→ WHAT NEEDS TO BE DONE
Format every line of the items below as a numbered list, leaving out any blank lines.

(Excerpts from a pointing dataset)
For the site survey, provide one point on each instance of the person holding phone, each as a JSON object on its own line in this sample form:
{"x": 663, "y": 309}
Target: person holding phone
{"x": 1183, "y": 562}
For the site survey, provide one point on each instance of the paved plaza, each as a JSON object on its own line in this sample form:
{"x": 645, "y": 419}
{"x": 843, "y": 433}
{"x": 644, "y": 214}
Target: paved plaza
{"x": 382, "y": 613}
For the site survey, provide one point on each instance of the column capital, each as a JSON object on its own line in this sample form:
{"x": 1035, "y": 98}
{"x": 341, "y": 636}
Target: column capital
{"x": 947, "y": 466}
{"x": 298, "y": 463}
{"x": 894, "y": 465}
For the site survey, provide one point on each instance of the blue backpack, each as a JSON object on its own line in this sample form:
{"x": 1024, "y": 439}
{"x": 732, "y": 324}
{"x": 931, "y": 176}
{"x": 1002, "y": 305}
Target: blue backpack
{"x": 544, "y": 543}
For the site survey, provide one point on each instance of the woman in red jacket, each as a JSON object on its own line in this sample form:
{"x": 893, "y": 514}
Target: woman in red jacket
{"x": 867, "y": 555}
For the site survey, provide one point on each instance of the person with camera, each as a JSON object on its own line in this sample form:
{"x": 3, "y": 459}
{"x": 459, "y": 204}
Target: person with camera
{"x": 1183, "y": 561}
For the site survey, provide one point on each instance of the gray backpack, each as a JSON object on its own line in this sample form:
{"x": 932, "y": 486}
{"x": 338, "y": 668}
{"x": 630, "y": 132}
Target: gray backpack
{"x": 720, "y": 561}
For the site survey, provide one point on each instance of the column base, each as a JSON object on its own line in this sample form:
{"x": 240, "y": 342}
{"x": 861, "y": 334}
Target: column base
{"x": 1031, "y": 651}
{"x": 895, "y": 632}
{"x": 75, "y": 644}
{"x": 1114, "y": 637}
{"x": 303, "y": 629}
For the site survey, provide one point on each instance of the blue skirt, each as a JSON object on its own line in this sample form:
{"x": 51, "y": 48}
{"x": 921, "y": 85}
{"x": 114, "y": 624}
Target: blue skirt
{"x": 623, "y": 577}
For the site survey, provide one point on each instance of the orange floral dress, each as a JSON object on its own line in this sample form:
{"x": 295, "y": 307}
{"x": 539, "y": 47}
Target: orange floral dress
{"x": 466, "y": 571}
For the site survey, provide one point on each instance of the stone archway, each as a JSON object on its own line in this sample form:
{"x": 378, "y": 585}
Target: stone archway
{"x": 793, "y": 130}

→ FULL RESPONSE
1. For the site survey, provide one point on each instance of the person holding phone, each as a JSON object on its own line in this sample form:
2. {"x": 663, "y": 309}
3. Target: person holding phone
4. {"x": 1183, "y": 562}
5. For the site survey, provide one point on each instance of the paved plaza, each as a JSON object on its own line in this sample form:
6. {"x": 645, "y": 419}
7. {"x": 843, "y": 433}
8. {"x": 644, "y": 214}
9. Target: paved plaza
10. {"x": 382, "y": 613}
11. For the site survey, provide one point on each instance of the column capital, each as a JSON object on its own line in this sample form:
12. {"x": 1035, "y": 98}
13. {"x": 341, "y": 636}
14. Target: column capital
15. {"x": 947, "y": 466}
16. {"x": 298, "y": 463}
17. {"x": 894, "y": 465}
18. For the site survey, provide one point on each instance of the blue backpack, each as a JSON object on its own line in this sample form:
19. {"x": 1024, "y": 439}
20. {"x": 732, "y": 324}
21. {"x": 931, "y": 176}
22. {"x": 1002, "y": 305}
23. Target: blue backpack
24. {"x": 544, "y": 543}
25. For the site survey, provide one point on each instance of the woman in red jacket, each as a JSON object on its own line in this sample form:
26. {"x": 893, "y": 514}
27. Target: woman in red jacket
28. {"x": 867, "y": 555}
29. For the site survey, provide one point on each instance of the person with camera, each as a JSON object on its own line in this sample form:
30. {"x": 3, "y": 459}
31. {"x": 459, "y": 204}
32. Target: person with camera
33. {"x": 1183, "y": 561}
34. For the site survey, provide one point on each instance of the gray backpack, each as a JSON object on its own line in this sample form:
35. {"x": 932, "y": 486}
36. {"x": 338, "y": 668}
37. {"x": 630, "y": 132}
38. Target: gray backpack
39. {"x": 720, "y": 561}
40. For the site survey, provide one point on each instance of the column base, each as a JSON object on its own line in this sample form:
41. {"x": 240, "y": 342}
42. {"x": 861, "y": 334}
43. Target: column base
44. {"x": 1031, "y": 651}
45. {"x": 895, "y": 632}
46. {"x": 75, "y": 644}
47. {"x": 1114, "y": 637}
48. {"x": 303, "y": 629}
49. For the site survey, provide one point on each instance of the blue skirt, each as a JSON object on its own line in this sample form:
50. {"x": 51, "y": 48}
51. {"x": 921, "y": 85}
52. {"x": 114, "y": 624}
53. Target: blue skirt
54. {"x": 623, "y": 577}
55. For the site survey, provide one point on each instance of the orange floral dress, each as a JSON object on its own line in this sample form:
56. {"x": 295, "y": 307}
57. {"x": 539, "y": 47}
58. Target: orange floral dress
59. {"x": 466, "y": 571}
60. For the site survey, provide one point on each instance of the stone archway, each as a JSON object on its own line in this sample form:
61. {"x": 378, "y": 585}
62. Target: stone archway
63. {"x": 793, "y": 130}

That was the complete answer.